### Task brief
Please collect every line in the data below that contains the word "vest" and copy each one out. Matching is case-sensitive.

### The data
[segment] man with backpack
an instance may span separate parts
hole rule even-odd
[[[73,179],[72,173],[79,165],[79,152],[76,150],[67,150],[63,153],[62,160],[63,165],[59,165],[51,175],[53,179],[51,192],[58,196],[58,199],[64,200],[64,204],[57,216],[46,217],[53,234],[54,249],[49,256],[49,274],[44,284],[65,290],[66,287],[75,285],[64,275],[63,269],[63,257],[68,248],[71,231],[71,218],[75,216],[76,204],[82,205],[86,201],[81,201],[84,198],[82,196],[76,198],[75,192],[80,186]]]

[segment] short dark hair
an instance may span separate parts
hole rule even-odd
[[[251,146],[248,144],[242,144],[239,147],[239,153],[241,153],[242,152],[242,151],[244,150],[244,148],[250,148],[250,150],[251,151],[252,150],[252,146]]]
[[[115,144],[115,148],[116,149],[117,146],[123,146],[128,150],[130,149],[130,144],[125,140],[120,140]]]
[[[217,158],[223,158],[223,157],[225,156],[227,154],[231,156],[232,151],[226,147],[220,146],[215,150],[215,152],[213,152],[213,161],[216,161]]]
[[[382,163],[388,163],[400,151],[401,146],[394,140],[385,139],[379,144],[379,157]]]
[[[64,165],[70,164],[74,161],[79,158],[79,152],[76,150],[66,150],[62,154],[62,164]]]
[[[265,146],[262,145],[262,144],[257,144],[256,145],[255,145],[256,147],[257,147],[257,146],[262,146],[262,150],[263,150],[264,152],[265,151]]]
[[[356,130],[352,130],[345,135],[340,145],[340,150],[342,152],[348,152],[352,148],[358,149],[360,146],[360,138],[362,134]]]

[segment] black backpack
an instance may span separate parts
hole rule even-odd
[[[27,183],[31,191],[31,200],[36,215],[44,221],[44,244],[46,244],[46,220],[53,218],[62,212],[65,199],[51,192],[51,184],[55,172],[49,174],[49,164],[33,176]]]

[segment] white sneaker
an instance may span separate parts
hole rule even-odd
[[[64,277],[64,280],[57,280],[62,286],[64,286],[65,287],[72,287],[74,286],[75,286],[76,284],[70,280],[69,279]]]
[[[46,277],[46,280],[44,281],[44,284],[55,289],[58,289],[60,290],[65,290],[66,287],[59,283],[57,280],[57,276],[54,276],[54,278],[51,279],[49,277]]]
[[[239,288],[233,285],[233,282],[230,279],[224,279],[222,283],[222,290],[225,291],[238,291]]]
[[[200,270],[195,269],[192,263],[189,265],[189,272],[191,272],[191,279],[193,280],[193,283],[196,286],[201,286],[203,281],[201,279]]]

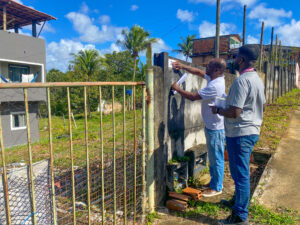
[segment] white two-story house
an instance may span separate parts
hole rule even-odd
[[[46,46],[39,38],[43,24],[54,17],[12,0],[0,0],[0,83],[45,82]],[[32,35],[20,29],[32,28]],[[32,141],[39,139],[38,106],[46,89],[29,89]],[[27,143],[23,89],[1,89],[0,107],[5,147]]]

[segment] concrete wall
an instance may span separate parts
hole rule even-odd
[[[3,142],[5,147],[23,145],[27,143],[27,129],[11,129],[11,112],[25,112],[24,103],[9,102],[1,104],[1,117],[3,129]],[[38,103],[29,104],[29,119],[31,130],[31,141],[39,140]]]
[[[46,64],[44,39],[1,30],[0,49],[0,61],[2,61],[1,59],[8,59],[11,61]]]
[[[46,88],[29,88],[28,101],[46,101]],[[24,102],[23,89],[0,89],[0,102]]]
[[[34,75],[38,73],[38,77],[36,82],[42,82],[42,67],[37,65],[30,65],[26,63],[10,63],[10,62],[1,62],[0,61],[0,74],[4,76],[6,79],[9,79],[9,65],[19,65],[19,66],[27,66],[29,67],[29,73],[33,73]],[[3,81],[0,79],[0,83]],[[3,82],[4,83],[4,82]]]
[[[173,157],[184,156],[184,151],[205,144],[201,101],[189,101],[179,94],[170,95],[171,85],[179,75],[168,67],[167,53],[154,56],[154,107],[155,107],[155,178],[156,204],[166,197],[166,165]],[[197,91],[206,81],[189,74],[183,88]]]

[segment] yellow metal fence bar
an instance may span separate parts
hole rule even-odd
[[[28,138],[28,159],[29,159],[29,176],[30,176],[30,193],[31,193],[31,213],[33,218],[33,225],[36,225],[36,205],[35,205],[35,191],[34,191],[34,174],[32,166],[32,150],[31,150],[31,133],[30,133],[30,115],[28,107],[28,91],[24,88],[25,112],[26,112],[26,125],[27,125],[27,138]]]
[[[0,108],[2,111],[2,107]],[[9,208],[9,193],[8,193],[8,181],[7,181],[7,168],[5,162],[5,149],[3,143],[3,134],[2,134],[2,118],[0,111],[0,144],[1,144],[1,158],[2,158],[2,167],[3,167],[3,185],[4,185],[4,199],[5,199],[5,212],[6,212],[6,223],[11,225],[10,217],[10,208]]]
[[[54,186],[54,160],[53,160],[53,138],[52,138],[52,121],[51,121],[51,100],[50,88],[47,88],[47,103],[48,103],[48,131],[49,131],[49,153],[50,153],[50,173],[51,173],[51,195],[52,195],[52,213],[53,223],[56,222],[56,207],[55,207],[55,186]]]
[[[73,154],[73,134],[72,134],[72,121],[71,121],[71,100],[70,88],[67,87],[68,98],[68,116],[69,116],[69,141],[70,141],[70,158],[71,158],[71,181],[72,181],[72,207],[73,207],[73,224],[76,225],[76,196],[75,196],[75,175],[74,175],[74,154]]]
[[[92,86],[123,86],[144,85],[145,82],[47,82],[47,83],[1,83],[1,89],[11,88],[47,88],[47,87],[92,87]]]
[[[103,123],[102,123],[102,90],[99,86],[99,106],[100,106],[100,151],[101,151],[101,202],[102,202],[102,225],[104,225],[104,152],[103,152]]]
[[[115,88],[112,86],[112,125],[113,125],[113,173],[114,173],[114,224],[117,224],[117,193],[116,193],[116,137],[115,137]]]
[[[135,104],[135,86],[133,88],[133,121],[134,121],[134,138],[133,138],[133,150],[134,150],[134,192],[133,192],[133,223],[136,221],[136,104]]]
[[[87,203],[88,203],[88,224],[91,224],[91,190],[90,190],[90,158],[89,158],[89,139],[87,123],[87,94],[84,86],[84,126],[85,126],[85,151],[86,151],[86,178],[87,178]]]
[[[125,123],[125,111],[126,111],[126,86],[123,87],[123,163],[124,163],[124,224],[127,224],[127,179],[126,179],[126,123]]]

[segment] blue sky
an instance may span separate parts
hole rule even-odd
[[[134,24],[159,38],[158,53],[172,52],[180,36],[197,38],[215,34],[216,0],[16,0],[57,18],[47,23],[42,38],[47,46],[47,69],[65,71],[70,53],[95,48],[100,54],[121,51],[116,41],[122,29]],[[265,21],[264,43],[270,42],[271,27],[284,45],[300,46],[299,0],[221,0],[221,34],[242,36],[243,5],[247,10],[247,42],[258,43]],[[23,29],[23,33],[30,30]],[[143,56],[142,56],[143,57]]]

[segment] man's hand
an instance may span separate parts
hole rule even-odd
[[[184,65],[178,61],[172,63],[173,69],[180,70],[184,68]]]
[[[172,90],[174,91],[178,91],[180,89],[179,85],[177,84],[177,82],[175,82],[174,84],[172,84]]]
==
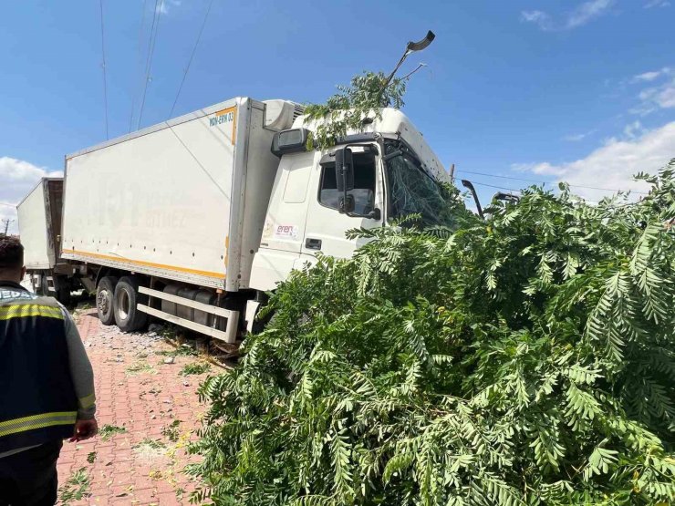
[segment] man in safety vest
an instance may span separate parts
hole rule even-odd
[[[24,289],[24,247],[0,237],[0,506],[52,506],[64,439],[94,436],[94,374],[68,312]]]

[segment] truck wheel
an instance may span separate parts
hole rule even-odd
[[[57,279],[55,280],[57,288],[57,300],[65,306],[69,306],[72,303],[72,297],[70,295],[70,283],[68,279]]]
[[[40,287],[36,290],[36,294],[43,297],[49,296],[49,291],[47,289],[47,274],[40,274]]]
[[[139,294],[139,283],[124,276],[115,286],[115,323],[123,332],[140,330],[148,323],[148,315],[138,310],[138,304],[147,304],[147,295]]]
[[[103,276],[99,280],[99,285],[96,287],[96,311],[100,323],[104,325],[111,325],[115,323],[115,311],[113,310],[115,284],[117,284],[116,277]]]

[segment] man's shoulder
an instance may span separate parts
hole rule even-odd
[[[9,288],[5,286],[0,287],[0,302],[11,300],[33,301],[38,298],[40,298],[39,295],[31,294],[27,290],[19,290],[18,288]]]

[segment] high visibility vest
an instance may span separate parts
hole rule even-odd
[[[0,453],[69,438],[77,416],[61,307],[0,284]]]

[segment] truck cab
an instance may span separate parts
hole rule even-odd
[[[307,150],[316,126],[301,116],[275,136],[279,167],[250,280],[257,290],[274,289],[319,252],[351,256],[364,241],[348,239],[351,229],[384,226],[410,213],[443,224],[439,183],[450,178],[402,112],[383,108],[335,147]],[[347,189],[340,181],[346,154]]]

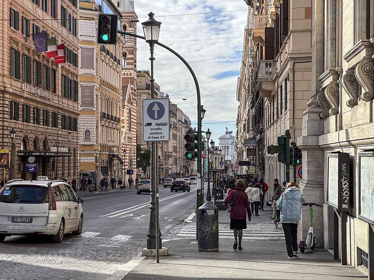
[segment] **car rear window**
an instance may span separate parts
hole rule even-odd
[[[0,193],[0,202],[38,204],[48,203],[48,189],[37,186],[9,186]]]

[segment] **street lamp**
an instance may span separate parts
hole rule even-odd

### Final answer
[segment] man in safety vest
[segment] high visibility vest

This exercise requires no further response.